Exercise requirements >>
[1] Output, word for word, the part of the list of geniuses and their afflictions that opens with the words containing "Dupuytren, surgeon, suicidal" and closes with "Richelieu, statesman, epilepsy.".
[2] Pick up the text about geniuses and their afflictions, and continue it from the point where it stops.

Given passage >>
- - - - -

Cavour, statesman, philosopher, suicidal impulse.

AmpÈre, mathematician, amnesia.

Thomas Campbell, writer, chorea.

Blake, painter, hallucinations.

Chopin, musician, melancholia.

Coleridge, writer, alcoholism, morphinism.

Donizetti, musician, moral anaesthesia.

Lenau, writer, melancholia.

Mahomet, theologian, epilepsy.

Manzoni, statesman, folie du doute.

Haller, writer, hallucinations.

Dupuytren, surgeon, suicidal impulse.

Paganini, musician, epilepsy.

Handel, musician, epilepsy.

Schiller, writer, epilepsy.

Richelieu, statesman, epilepsy.

Praga, writer, alcoholism, sexual perversion.

Tasso, writer, alcoholism, melancholia.

Savonarola, theologian, hallucinations.

Luther, theologian, hallucinations.

Schopenhauer, philosopher, melancholia, omniphobia.

Gogol, writer, melancholia, tabes dorsalis.

Lazaretti, theologian, hallucinations.

MallarmÉ, writer, suicidal impulse.

Dostoieffsky, writer, epilepsy.

Napoleon, soldier, statesman, folie du doute, epilepsy.

Comte, philosopher, hallucinations.

Pascal, philosopher, epilepsy.

Poushkin, writer, megalomania.

Renan, philosopher, folie du doute.

Swift, writer, paresis.

Socrates, philosopher, chorea.

Schumann, musician, paresis.

Shelley, writer, hallucinations.

Bunyan, writer, hallucinations.

Swedenborg, theologian, hallucinations.

Loyola, theologian, hallucinations.

J. S. Mill, writer, suicidal impulse.

LinnÆus, botanist, paresis.

The reader will observe that I have made use of the comprehensive word, writer, to designate all kinds of literary work except theology and philosophy. The above list is by no means complete, and only contains the names of those geniuses with whom the world is well acquainted.

- - - - -

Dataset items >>
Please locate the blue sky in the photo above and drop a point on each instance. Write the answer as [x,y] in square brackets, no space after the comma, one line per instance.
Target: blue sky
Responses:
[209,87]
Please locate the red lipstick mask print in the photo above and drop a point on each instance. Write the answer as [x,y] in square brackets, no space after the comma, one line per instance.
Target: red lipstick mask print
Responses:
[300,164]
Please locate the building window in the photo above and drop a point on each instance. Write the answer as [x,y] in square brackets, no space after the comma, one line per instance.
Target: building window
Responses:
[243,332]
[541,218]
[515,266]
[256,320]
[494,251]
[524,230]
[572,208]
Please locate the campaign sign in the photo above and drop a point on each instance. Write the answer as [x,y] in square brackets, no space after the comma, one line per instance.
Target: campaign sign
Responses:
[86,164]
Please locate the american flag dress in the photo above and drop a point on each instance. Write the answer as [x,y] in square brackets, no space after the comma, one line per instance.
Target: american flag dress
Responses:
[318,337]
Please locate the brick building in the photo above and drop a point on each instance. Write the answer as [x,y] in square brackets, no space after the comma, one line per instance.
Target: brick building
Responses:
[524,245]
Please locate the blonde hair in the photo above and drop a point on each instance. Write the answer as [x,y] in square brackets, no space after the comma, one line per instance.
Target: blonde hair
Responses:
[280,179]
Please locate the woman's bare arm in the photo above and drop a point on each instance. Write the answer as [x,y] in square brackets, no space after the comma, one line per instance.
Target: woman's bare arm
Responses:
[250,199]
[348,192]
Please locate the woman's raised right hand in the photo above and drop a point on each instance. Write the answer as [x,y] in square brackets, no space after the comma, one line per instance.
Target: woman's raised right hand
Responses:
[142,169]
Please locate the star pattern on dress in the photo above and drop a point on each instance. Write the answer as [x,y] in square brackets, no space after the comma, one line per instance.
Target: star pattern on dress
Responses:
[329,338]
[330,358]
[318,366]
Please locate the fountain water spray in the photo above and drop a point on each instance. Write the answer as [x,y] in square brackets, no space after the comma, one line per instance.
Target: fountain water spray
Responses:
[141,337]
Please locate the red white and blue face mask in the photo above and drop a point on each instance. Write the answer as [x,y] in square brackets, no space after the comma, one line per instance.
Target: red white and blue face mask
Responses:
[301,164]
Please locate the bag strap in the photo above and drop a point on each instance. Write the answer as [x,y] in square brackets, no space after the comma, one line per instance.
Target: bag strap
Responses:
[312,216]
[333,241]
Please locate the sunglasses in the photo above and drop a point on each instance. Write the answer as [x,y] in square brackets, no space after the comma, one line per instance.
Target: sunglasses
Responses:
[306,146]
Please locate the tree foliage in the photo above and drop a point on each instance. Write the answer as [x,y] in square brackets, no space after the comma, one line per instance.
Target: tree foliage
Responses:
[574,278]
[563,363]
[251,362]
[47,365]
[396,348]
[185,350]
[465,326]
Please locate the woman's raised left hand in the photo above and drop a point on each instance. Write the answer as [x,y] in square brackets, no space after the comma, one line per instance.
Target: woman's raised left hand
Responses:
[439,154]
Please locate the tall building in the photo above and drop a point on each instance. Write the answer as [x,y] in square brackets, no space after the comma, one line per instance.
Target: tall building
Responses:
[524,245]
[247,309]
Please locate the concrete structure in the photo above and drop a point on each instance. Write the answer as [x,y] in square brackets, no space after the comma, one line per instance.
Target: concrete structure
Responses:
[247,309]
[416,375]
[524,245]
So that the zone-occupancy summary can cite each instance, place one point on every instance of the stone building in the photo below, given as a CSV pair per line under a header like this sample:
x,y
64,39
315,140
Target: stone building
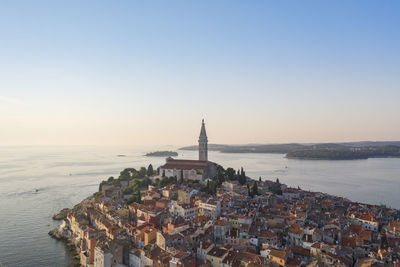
x,y
199,170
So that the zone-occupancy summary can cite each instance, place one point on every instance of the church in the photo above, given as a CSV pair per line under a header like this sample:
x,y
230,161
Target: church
x,y
199,170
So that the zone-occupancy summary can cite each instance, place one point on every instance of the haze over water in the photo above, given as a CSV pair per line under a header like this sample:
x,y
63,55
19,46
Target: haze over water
x,y
66,175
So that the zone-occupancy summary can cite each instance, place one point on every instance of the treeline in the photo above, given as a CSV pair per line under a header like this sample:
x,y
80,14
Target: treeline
x,y
162,154
346,154
230,174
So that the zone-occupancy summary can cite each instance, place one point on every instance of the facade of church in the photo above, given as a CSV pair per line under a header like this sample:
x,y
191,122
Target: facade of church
x,y
199,170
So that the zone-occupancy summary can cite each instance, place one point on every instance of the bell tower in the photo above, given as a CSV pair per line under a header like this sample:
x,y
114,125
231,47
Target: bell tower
x,y
203,143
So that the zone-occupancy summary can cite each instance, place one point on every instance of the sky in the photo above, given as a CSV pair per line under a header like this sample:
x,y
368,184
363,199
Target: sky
x,y
147,72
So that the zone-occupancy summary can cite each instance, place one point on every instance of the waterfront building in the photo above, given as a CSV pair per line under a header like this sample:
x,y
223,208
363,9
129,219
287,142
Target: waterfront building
x,y
199,170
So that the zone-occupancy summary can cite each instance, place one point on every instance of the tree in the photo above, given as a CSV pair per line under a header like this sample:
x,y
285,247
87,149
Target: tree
x,y
254,189
242,177
142,172
150,170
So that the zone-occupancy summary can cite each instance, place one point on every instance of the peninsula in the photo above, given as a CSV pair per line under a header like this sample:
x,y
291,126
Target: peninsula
x,y
162,154
190,213
327,151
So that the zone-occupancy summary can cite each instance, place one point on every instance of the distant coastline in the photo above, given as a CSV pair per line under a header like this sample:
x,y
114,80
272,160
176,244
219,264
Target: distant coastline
x,y
162,154
317,151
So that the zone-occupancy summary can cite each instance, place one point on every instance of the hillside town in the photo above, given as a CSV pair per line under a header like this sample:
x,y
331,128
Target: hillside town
x,y
196,213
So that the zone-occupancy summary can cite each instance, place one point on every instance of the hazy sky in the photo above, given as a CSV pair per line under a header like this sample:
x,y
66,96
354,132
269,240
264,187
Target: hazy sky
x,y
147,72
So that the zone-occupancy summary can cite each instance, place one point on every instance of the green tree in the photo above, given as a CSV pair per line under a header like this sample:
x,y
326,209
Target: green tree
x,y
254,189
150,170
242,177
142,172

- - - - -

Outputs for the tasks >>
[1]
Dupuytren, surgeon, suicidal impulse.

Paganini, musician, epilepsy.

Handel, musician, epilepsy.

Schiller, writer, epilepsy.

Richelieu, statesman, epilepsy.

[2]
When we come to the geniuses of the New World, we find that, though few in number, they, nevertheless, show erraticism and degeneration. Poe was undoubtedly a man of great genius, and his degeneration was indicated by his excessive use of alcohol. Aaron Burr was the victim of moral anÆsthesia, and Jefferson was pseudo-epileptic and neurasthenic. Randolph was a man of marked eccentricity, and Benedict Arnold was, morally, anÆsthetic. Daniel Webster was addicted to an over-indulgence in alcohol, likewise Thomas Marshall and the elder Booth. Booth also had attacks of acute mania. His son Edwin had paresis; so also had John McCullough, John T. Raymond, and Bartley Campbell. A distinguished statesman and politician, and a man who stands high in the councils of the nation, has, for a number of years, given evidence of mental obliquity by his uncontrollable desire for alcohol. No power, outside of bodily restraint, can control him and keep him from indulging his appetite for alcohol when this desire seizes him. One of the most noted poets of to-day, whose verses stir the heart with their pathos and bring smiles to the gravest countenances with their humor, was, for a number of years (and still is, so I have been told), an inordinate user of alcohol.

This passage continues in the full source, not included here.